→ **Task goal**
Would you mind restating all of the records word for word, skipping the pictures?
↓
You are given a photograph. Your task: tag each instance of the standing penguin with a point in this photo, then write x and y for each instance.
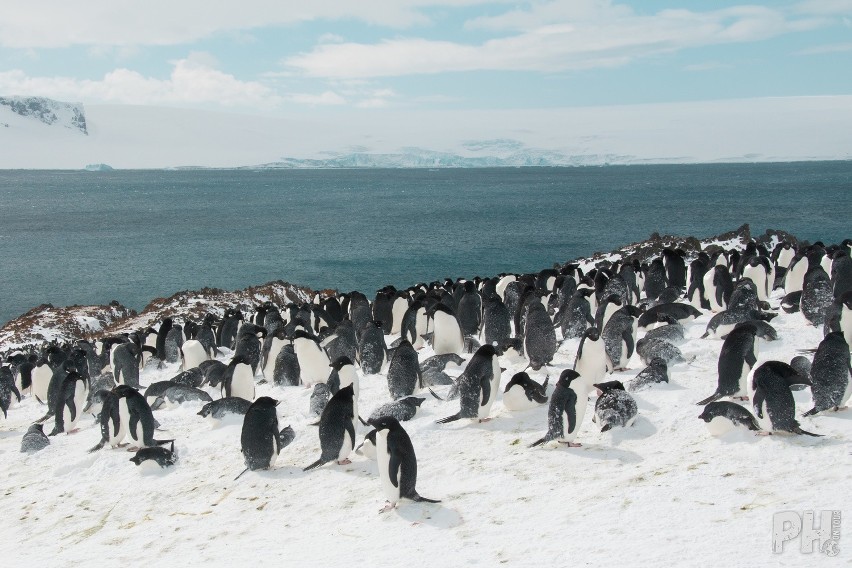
(238, 379)
(397, 462)
(539, 337)
(736, 360)
(69, 404)
(447, 335)
(523, 393)
(592, 361)
(337, 429)
(567, 409)
(404, 375)
(478, 385)
(619, 336)
(830, 374)
(614, 407)
(260, 438)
↑
→ **Exercise solution**
You are given a photograph. Your task: tag each instance of the standing penguin with a point in this photo, then write x and y for each instance.
(238, 379)
(397, 462)
(539, 337)
(736, 360)
(69, 404)
(447, 335)
(523, 393)
(592, 361)
(337, 429)
(567, 409)
(404, 375)
(478, 385)
(619, 336)
(830, 374)
(614, 407)
(260, 438)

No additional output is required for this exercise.